DESCRIPTION OF THE TASK: Print the lines in the listing below that fall between the line with "Target: baguette loaf" and the line with "Target: potato", those two lines included, exactly as they stand and with nothing else.

Start of Block

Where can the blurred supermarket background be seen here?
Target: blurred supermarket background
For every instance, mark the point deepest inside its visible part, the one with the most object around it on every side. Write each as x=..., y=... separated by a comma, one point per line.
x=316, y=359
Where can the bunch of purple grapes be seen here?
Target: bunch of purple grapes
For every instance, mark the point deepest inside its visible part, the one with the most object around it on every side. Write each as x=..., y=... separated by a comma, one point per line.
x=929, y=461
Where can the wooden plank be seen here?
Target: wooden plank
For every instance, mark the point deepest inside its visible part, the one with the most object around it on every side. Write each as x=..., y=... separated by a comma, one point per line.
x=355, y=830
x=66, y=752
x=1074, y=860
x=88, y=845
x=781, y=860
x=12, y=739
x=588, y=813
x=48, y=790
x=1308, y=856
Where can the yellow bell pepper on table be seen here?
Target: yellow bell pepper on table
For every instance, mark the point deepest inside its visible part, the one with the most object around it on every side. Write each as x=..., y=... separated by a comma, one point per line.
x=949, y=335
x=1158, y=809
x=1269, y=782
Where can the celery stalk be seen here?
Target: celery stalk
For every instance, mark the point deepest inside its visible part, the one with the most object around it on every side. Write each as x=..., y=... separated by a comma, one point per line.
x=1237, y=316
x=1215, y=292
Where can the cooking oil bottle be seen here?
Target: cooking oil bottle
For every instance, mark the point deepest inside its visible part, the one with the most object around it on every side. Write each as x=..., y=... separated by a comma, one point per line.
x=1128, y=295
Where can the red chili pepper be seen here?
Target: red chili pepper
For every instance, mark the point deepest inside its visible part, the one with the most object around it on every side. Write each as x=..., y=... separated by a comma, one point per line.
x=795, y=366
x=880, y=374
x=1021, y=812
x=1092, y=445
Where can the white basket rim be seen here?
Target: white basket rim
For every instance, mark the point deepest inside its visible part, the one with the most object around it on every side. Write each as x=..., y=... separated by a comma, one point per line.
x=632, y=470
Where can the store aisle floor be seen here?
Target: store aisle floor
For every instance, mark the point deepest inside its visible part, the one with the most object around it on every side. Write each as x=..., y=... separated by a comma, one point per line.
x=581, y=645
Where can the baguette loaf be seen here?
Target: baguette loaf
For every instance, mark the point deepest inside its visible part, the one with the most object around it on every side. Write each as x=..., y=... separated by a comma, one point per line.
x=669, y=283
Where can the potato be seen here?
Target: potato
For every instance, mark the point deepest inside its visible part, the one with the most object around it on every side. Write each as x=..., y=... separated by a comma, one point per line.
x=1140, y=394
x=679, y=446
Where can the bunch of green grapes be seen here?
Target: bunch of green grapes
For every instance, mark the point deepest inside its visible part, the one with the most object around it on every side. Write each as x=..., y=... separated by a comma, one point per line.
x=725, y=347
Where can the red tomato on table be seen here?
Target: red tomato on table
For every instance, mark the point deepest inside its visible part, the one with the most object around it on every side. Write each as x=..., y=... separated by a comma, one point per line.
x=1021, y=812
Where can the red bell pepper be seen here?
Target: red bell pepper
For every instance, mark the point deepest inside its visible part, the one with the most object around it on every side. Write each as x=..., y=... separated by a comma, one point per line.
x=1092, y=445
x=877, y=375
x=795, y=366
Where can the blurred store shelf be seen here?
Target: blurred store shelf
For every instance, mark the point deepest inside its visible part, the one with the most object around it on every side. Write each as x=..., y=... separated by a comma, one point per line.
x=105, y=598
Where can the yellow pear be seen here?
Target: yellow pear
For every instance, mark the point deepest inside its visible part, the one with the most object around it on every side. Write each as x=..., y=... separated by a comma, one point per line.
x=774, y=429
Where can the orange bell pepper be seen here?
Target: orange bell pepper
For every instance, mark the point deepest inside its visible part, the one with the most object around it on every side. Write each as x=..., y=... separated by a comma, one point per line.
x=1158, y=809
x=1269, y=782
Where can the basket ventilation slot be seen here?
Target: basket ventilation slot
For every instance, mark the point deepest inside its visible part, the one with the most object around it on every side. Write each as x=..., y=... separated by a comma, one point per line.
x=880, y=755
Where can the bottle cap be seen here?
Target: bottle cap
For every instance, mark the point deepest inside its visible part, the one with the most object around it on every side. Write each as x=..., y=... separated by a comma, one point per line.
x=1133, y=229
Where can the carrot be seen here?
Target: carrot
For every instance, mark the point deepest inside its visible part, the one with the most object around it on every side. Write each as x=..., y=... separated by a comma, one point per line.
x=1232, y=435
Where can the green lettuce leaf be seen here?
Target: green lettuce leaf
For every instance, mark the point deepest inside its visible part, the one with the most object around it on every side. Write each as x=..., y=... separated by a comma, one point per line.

End of Block

RESULT FOR THIS TASK:
Target: baguette loaf
For every instance, mark the point deepest inside its visible part, the one with the most object around it on every side. Write each as x=..., y=... separated by a comma, one point per line.
x=669, y=283
Where can the potato be seen here?
Target: potato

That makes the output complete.